• PROBLEM DESCRIPTION:
Where the records below reach the line containing "Field-scouting request: tag every instance of the pink", start transcribing, and end with the line containing "Target: pink wildflower", exactly and with nothing else added.

• ENTRIES PROVIDED:
-*-*-
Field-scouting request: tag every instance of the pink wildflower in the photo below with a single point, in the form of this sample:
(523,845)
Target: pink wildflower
-*-*-
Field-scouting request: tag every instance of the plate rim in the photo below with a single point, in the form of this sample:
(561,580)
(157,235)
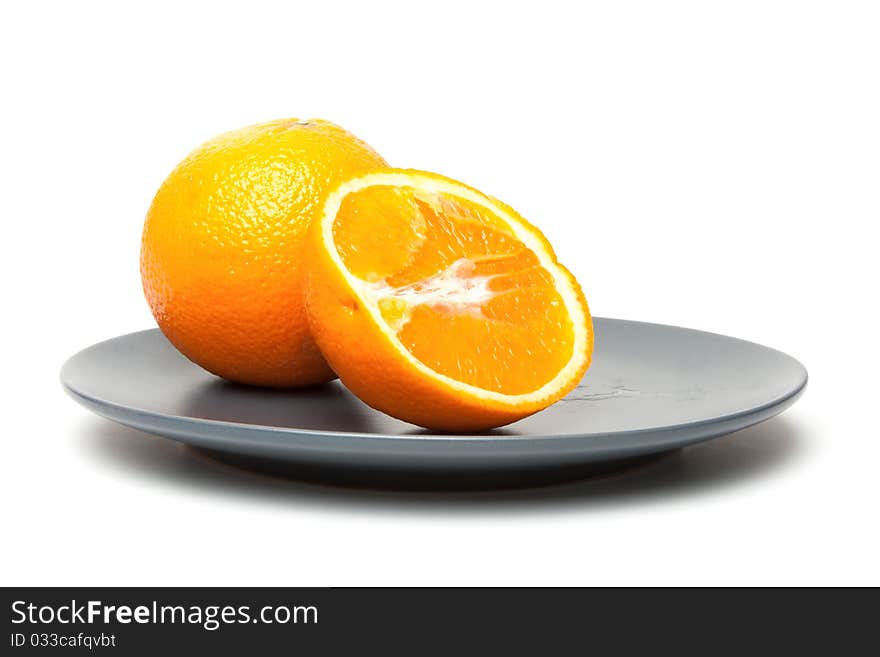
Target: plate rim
-*-*-
• SOLUTION TO THIS TASK:
Field-scouting request: tag every instance of the pink wildflower in the photo below with a single point, in the form of this sample:
(523,845)
Target: pink wildflower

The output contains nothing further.